**What you need to do:** Make an exact copy of the listing below.
====== Material for the task
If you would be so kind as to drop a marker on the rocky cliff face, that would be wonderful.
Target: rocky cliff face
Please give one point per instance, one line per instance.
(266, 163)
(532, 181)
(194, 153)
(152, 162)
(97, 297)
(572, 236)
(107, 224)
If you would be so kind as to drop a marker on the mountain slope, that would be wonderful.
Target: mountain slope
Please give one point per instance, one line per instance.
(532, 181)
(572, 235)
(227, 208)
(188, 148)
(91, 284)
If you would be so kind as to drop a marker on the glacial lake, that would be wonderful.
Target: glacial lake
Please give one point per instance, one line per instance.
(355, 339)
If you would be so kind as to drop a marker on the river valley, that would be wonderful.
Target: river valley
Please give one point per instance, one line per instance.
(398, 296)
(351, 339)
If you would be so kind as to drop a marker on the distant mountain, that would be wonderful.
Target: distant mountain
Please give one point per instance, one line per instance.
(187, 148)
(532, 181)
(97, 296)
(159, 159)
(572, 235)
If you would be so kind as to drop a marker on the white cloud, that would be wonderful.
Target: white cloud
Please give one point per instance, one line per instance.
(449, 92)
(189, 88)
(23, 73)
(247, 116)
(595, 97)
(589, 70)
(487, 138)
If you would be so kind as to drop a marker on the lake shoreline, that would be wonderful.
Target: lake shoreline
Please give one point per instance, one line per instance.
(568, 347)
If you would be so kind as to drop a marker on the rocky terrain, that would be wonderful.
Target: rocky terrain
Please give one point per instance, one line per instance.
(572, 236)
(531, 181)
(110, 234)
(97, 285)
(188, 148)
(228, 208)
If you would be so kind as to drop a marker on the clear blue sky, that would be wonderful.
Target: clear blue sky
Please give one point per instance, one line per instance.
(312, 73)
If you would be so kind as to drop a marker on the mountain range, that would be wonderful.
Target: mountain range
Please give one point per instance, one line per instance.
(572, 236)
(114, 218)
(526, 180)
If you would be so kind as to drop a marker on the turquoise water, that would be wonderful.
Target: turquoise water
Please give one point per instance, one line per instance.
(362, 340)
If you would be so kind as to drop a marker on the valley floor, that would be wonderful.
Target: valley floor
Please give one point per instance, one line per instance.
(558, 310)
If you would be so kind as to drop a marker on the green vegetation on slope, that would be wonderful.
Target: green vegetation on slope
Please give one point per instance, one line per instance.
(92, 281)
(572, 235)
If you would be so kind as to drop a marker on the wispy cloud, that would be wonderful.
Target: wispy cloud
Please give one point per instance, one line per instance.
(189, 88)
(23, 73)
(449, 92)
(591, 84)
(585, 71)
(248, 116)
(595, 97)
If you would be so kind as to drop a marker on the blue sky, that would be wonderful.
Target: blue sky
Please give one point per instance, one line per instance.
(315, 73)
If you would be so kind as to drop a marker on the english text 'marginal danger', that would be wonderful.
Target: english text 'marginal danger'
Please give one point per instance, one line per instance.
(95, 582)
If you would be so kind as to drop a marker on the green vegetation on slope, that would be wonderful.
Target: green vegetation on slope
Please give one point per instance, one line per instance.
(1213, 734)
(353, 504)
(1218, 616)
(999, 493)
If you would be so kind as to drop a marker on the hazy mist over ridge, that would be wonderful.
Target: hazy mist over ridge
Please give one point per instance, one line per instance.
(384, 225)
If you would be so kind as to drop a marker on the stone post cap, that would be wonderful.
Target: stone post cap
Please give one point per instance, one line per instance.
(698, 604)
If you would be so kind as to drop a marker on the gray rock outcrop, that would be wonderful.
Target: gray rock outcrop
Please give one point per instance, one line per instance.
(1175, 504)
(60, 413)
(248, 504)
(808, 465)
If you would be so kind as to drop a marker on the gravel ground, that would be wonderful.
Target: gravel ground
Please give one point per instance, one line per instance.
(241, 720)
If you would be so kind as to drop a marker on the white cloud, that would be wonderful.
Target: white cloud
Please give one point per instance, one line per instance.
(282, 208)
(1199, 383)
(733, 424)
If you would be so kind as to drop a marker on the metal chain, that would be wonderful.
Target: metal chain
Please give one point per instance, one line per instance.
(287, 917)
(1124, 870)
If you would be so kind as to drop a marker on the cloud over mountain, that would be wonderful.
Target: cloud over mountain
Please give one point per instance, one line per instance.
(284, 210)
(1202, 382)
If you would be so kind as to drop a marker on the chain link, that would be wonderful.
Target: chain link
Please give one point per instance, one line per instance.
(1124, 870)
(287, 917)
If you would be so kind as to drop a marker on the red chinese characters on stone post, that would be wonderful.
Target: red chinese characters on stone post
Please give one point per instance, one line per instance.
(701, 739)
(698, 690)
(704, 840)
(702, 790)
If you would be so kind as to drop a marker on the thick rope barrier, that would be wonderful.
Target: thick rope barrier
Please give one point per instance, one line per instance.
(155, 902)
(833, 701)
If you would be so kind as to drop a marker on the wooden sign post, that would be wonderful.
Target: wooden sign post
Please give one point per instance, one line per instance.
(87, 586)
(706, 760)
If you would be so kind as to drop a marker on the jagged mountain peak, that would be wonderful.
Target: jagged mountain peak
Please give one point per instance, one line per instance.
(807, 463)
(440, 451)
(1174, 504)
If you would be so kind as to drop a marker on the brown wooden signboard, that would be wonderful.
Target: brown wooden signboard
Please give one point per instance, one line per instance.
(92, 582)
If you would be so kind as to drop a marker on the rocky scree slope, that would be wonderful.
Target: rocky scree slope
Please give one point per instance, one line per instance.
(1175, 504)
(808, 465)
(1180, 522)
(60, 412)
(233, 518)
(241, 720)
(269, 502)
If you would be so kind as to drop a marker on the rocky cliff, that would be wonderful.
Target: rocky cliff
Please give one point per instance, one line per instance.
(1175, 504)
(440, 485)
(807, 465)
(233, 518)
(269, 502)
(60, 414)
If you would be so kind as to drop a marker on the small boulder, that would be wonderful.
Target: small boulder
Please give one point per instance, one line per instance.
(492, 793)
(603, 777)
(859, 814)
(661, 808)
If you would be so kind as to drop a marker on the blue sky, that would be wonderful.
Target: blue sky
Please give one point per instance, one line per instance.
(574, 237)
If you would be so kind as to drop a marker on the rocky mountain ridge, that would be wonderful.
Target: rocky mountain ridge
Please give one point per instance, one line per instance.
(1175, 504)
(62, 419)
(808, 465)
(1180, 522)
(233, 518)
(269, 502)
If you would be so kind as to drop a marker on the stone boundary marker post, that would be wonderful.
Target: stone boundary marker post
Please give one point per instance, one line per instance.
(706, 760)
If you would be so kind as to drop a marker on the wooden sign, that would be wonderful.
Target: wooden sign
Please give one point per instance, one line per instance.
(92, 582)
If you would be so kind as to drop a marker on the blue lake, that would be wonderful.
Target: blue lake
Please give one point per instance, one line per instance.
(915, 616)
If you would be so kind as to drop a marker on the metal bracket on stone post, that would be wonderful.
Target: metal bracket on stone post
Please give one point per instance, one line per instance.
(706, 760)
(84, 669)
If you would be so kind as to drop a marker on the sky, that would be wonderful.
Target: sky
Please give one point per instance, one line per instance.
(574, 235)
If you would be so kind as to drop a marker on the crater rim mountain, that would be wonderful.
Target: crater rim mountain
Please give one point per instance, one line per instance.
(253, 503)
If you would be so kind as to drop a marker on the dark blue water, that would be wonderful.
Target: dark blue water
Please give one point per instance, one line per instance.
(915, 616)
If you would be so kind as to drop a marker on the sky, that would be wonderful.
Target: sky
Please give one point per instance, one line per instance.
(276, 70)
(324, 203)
============
**Written reply:**
If you would be so kind as to drop a marker on the rocky cliff face, that would be wonderful.
Target: rocky cliff face
Please give one point per instance, one line per instance.
(266, 163)
(532, 181)
(194, 153)
(152, 162)
(97, 297)
(572, 236)
(107, 224)
If you would be so kind as to drop a marker on the mountain slope, that would be wonderful.
Target: mountain slope
Please give one point per instance, one line per instance.
(532, 181)
(572, 235)
(227, 208)
(188, 148)
(91, 284)
If you would be so kind as to drop a marker on the glacial lake, that would be wonderful.
Target: glacial lake
Please give one point per instance, one line per instance.
(355, 339)
If you would be so kind as to drop a marker on the river valley, that would be wonderful.
Target: river valley
Please give one point per instance, one line per instance.
(398, 296)
(351, 339)
If you would be so kind as to drop a marker on the distant mountain, that would be wonderful.
Target: distant mountain
Please give one point per instance, one line per instance.
(187, 148)
(532, 181)
(97, 296)
(159, 159)
(572, 235)
If you would be so kind as to drop a marker on the white cloud, that would be wonderful.
Target: white cloud
Please give one point per instance, one line per instance.
(449, 92)
(189, 88)
(23, 73)
(247, 116)
(595, 97)
(589, 70)
(487, 138)
If you would be so kind as to drop a marker on the lake shoreline, that would be wonderful.
Target: lake shoreline
Please give one point per instance, one line per instance.
(568, 347)
If you would be so kind as to drop a marker on the rocky terrain, that would be wonderful.
Target: rocky terrain
Please give one point per instance, one line per instance.
(572, 236)
(531, 181)
(110, 234)
(97, 285)
(188, 148)
(228, 208)
If you would be so kind as to drop a marker on the clear blue sky, that would be wonderful.
Target: clear blue sky
Please give one point per instance, one line per instance.
(312, 73)
If you would be so kind as to drop a marker on the mountain range, that would be wonderful.
Target: mountain range
Please give one point per instance, one line per instance.
(572, 236)
(114, 218)
(526, 180)
If you would be so kind as to drop a marker on the turquoise water, that would be wonderful.
Target: turquoise water
Please give one point per instance, one line per instance.
(362, 340)
If you would be so kind as to drop a marker on the valley floor, that would be wonderful.
Target: valley floor
Please give one point per instance, one line per instance.
(558, 310)
If you would be so kind as to drop a marker on the green vegetation on slope, that would be wonderful.
Target: green vegetation on slope
Please give one point per instance, one line per instance.
(92, 281)
(572, 235)
If you would be so kind as to drop a marker on the wispy cloud, that would be wonderful.
Target: wispy cloud
Please give one point per instance, one line per instance.
(189, 88)
(23, 73)
(449, 92)
(591, 84)
(585, 71)
(248, 116)
(595, 97)
If you would be so kind as to drop a marker on the blue sky, that would be wonderful.
Target: blue sky
Please give one point per instance, one line per instance.
(315, 73)
If you would be so kind as to drop a marker on the english text 'marginal danger', that would be wonderful.
Target: english text 'marginal danger'
Please give one point per instance, one line per instance.
(95, 582)
If you would be so kind as to drop a marker on the green vegetation on slope, that would be wonderful.
Target: green vegetation on slope
Please give one point per instance, one line per instance.
(1213, 734)
(353, 504)
(1218, 616)
(999, 493)
If you would be so kind as to drop a marker on the hazy mist over ridge, that would be wonderful.
Target: hazy mist over ridge
Please give one point per instance, one line per instance.
(384, 225)
If you would be so kind as to drop a marker on the stone post cap, that would be wonderful.
Target: stone post cap
Please give one point per instance, one line per instance.
(698, 604)
If you would be so kind as to drop a marker on the gray rock outcrop, that would be wonderful.
Target: gray rock outcrop
Please give one point per instance, one line per instance.
(1175, 504)
(60, 413)
(248, 504)
(808, 465)
If you would be so kind as to drop a marker on the gravel ground, that would be wonderful.
Target: gravel ground
Please give one point per instance, one line per instance.
(241, 720)
If you would be so kind as to drop a marker on the white cloud, that would be wonderful.
Target: white cloud
Please give one point per instance, one line per instance.
(282, 208)
(1199, 383)
(733, 424)
If you would be so kind as to drop a marker on the metal chain, that would be wonderful.
Target: metal chain
Please give one point per instance, one line per instance.
(287, 917)
(1124, 870)
If you would be so kind as to drop a marker on the cloud over mountain, that would be wonderful.
Target: cloud over mountain
Please give one point per instance, one line per instance.
(284, 210)
(1202, 382)
If you would be so kind as to drop a marker on the chain link, that would be wonderful.
Target: chain link
Please give one point per instance, one line per instance.
(1124, 870)
(287, 917)
If you would be so kind as to drop a marker on the red chinese characters on stone post, that would be wonderful.
Target: red chinese characters on stone post
Please give one point per instance, one line per instance.
(701, 739)
(698, 690)
(704, 840)
(702, 790)
If you would be so kind as to drop a marker on the thick rope barrier, that would be wonderful.
Target: thick rope barrier
Please give one point per instance, one line per instance.
(155, 902)
(833, 701)
If you would be so kind as to drop a marker on the wooden sign post, that would be wonderful.
Target: wooden sign post
Please give one point per instance, one line per instance.
(87, 586)
(706, 760)
If you would be so kind as to drop a marker on the jagged mountain peak, that would be wonderful.
Target: jagged mountain peak
Please give one point per instance, one line per instance.
(807, 463)
(440, 451)
(1174, 504)
If you would be so kind as to drop a marker on the brown wooden signboard, that would be wonderful.
Target: brown wooden signboard
Please give one point per instance, one line per instance.
(92, 582)
If you would be so kind as to drop a marker on the rocky scree slope, that would be wonderful.
Target: rocky scree slope
Please give one point per instance, one line per instance.
(1175, 504)
(808, 465)
(1180, 522)
(60, 412)
(233, 518)
(241, 720)
(269, 502)
If you would be so kind as to drop a marker on the rocky cliff, that would be wonderful.
Target: rocky cliff
Please give one point per instance, one line per instance.
(1175, 504)
(440, 485)
(807, 465)
(233, 518)
(269, 502)
(60, 414)
If you would be so kind as to drop a marker on the small boulder, that would be wonderful.
Target: small boulder
Please give one point per instance, one line per instance.
(492, 793)
(603, 777)
(859, 814)
(661, 808)
If you would be so kind as to drop a marker on the blue sky, that would be wonderful.
Target: blue sky
Please give one point per instance, one line per instance.
(574, 237)
If you would be so kind as to drop a marker on the rocky mountain ridge, that would be wonderful.
Target: rocky mountain ridge
Please give one point per instance, one line per instance.
(1175, 504)
(62, 419)
(808, 465)
(1180, 522)
(233, 518)
(269, 502)
If you would be so kind as to drop a marker on the stone boundary marker post, that would be wonderful.
Target: stone boundary marker post
Please give one point per instance, one line per instance.
(706, 760)
If you would be so kind as to drop a marker on the wooden sign, that would be wonderful.
Target: wooden sign
Please give one point per instance, one line per instance.
(92, 582)
If you would be so kind as to drop a marker on the blue lake, that would be wonderful.
Target: blue lake
Please give one point per instance, one line per instance.
(915, 616)
If you would be so kind as to drop a marker on the metal bracket on stone post, that would be wonderful.
Target: metal bracket on stone post
Please give one point per instance, one line per instance.
(706, 760)
(84, 669)
If you would be so kind as to drop a marker on the sky, that would be wonderful.
Target: sky
Please give one point per instance, one line per instance.
(574, 235)
If you would be so kind as to drop a marker on the crater rim mountain, that would be wonderful.
Target: crater rim mountain
Please give one point per instance, one line per instance.
(253, 503)
If you would be so kind as to drop a marker on the dark blue water, that would be wonderful.
Target: dark blue water
Please give one point per instance, one line per instance.
(915, 616)
If you would be so kind as to drop a marker on the sky, that would be wonderful.
Target: sky
Please give one point per instance, one line per instance.
(276, 70)
(324, 203)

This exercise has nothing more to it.